Short task 1:
Say whether each statement agrees with the forum thread on hash functions below. Answer yes or no and quote the deciding words. (a) The reply says one way hash functions usually accept input of any size. (b) The reply says comparing two 8 byte strings is much faster than comparing two 16 byte strings. (c) The reply advises comparing only the first few bytes of the hashes.
Short task 2:
Please list every labeled profile field shown for Silverleaf in the forum thread on hash functions below, each with its value.

Passage provided:
::::
View previous topic :: View next topic 
Author 
Message 
MattJones Just Arrived
Joined: 03 May 2005 Posts: 0

Posted: Wed May 04, 2005 2:28 am Post subject: One Way Hash Function 


Is there anyone can tell why One way Hash Function is hard to reverse?
such as MD5, even obtain the hash value by brute force, why still not possible to reverse the message?
furthermore, if a message been signed by MD5, so that there is a 16btye(i.e. 128 bit) hash value generated. now someone gets the message(may be transferred via Internet), and also generates the hash value of this message. Can I just use the first few btyes of both hash values to confirm two messages are identical? I think just use a few bytes is not enough, should use all the bytes to compare, even though two hash values are the same, it still cannot perfectly guarantee two messages are the same since collision might occur, so I just wonder if a collision is potentially to be occurred, so why still use hash function(MD5) to verify whether the message has been altered?
I will be much appreciate if someone can answer my questions. Cheers
Matt


Back to top 


Silverleaf Trusted SF Member
Joined: 01 May 2005 Posts: 0 Location: Adelaide, Australia

Posted: Wed May 04, 2005 5:28 am Post subject: 


Hi Matt,
Trying to recover a message that you only know a one way hash of by brute force is impractical because, unlike trying to brute force an ecryption key, which is of a wellknown length, one has to try an infinite number of possibilities, since one way hash functions typically accept an input of any size. It is hard enough trying to brute force, say, a 256 bit encryption key  trying to brute force a message which could be hundreds of megabytes long is essentially impossible.
As for your question as to whether or not it is sufficient to compare only the first few bytes of a hash to see if two messages are identical  I'm not sure why you'd want to do this. Comparing two 8 byte strings, say, is not significantly easier or faster than comparing two 16 byte strings. However, if there was a really compelling reason to do so  don't quote me, but I *think* that one of the design criterion of MD5 was that changing a single bit in the input message would cause a change in at least half of the bits of the resulting hash. So, bearing this in mind, if, say, two hashes have 8 bytes in common (ie: only half the bits of one hash differ from the other) then you could propbably say with some certainty that the inputs are "probably" identical or at least similar. I'm really not too sure of this, though, so unless somebody more knowledgable comes along and confirms it, I wouldn't start only comparing a few bytes. In fact, even if it was confirmed, I wouldn't do that  comparing all 16 bytes is practically no extra time or effort, and will give you the most confidence about the messages being identical.
::::
Dataset section:
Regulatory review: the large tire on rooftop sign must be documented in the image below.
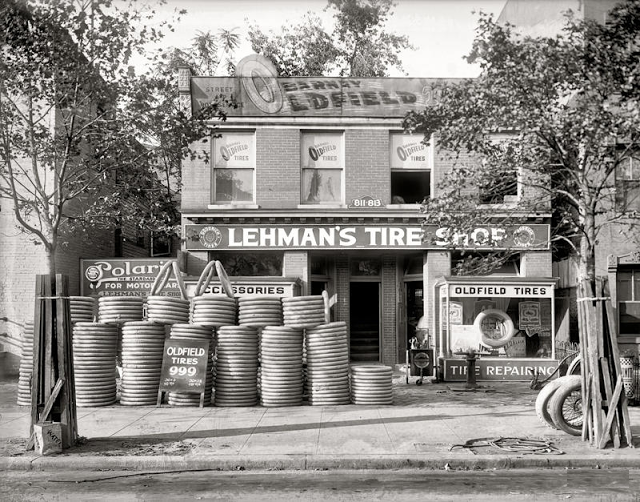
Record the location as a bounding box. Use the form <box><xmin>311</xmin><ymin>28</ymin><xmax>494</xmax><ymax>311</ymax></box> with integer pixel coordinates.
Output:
<box><xmin>548</xmin><ymin>375</ymin><xmax>583</xmax><ymax>436</ymax></box>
::::
Written solution 1:
(a) Yes: "since one way hash functions typically accept an input of any size"
(b) No: "Comparing two 8 byte strings, say, is not significantly easier or faster than comparing two 16 byte strings."
(c) No: "I wouldn't start only comparing a few bytes."

Written solution 2:
Joined: 01 May 2005
Posts: 0
Location: Adelaide, Australia